About this task: Each entry below is to be extracted exactly.

+++ Input

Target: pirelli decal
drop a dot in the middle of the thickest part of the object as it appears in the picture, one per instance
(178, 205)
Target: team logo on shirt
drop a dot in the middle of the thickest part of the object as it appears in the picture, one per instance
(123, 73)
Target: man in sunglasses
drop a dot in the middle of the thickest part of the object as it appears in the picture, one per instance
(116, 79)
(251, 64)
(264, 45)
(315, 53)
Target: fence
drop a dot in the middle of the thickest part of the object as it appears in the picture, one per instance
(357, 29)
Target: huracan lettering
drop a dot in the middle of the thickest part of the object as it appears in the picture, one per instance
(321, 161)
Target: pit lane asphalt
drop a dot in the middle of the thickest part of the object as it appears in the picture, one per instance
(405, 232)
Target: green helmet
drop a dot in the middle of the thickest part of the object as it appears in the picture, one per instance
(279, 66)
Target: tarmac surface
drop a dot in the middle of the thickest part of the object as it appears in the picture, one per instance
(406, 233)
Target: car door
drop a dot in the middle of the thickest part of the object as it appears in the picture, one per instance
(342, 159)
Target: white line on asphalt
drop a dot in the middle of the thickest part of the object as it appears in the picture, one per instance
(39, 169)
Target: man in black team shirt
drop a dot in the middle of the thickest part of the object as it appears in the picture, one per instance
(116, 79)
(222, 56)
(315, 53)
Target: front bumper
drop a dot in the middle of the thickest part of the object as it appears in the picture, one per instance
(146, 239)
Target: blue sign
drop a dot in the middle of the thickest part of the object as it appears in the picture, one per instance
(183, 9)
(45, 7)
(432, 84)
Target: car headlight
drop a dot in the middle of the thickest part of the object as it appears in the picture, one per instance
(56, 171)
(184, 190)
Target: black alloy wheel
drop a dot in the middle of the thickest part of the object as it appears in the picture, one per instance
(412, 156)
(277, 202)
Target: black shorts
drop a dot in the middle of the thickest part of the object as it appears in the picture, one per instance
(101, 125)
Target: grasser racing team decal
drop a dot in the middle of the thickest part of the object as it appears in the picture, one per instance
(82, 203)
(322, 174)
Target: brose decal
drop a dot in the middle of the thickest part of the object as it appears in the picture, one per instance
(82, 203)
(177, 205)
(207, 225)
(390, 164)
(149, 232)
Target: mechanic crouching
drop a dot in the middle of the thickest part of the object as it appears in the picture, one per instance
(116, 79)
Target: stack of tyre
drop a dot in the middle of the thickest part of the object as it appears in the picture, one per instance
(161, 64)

++++++

Answer to the exercise:
Target: pirelli decal
drop a dot in the middle of the thickest part of the object as it appears in the picture, one per instance
(178, 205)
Target: team logo on shirt
drop a dot in the middle of the thickest part of the object as it appears in the picture, one per instance
(123, 73)
Target: man in sunglasses
drop a dot in the middle of the thickest part of the object as it appears in the picture, one per instance
(116, 79)
(251, 64)
(264, 45)
(315, 53)
Target: fence
drop a dot in the middle of the thickest part of the object as it appears in the picture, one per instance
(357, 29)
Target: huracan lettering
drop a dot in the middle of the thickest part of the object as it appears in the picture, one per instance
(321, 161)
Target: pit lane asphalt
drop a dot in the middle of the thickest part of the object as it appears in the picture, one per instance
(405, 232)
Target: green helmet
drop a dot in the middle of the thickest part of the object as it appears in the picture, one per instance
(279, 66)
Target: tarmac surface
drop a dot in the middle of the thickest part of the object as it appears in the picture, one per instance
(406, 233)
Target: car door
drop a dot in the middle of the thickest part of the object as it appears in the picture, one per instance
(342, 159)
Target: white line on asphalt
drop a dot in the middle of the thickest part of the object as it appears in the picture, one per instance
(39, 169)
Target: man in black team shirt
drop a dot in the middle of the thickest part of the object as it appears in the picture, one per instance
(116, 79)
(222, 56)
(315, 53)
Target: front bumper
drop a dot in the middle of the thickest part of the object as it appears in the picture, one per instance
(146, 239)
Target: blue sign
drop a dot in the middle of the thickest part of the object as it appears in the picture, one per instance
(183, 9)
(45, 7)
(432, 84)
Target: car headlight
drop a dot in the middle of the thickest part of the object as it appears in the picture, one per instance
(56, 171)
(184, 190)
Target: black alloy wheel
drop a dot in the middle of the thickest part of the object as it appears in the picture, one per instance
(412, 156)
(277, 202)
Target: black shorts
drop a dot in the middle of the thickest part of the object as it appears in the picture, one per instance
(101, 125)
Target: grasser racing team decal
drop a dot in the middle of the thickest part of the object as it appears in the picture, one per instance
(82, 203)
(322, 174)
Target: brose decal
drop a dot in the middle of the thickest part of the object as it appears in the picture, one per instance
(82, 203)
(177, 205)
(207, 225)
(390, 164)
(149, 232)
Target: mechanic crouching
drop a dot in the middle of the thickest part of the object as it appears in the picture, one per instance
(116, 79)
Target: stack of tyre
drop a dot in the middle of the thickest part of the object as it appears in the picture, one per instance
(161, 64)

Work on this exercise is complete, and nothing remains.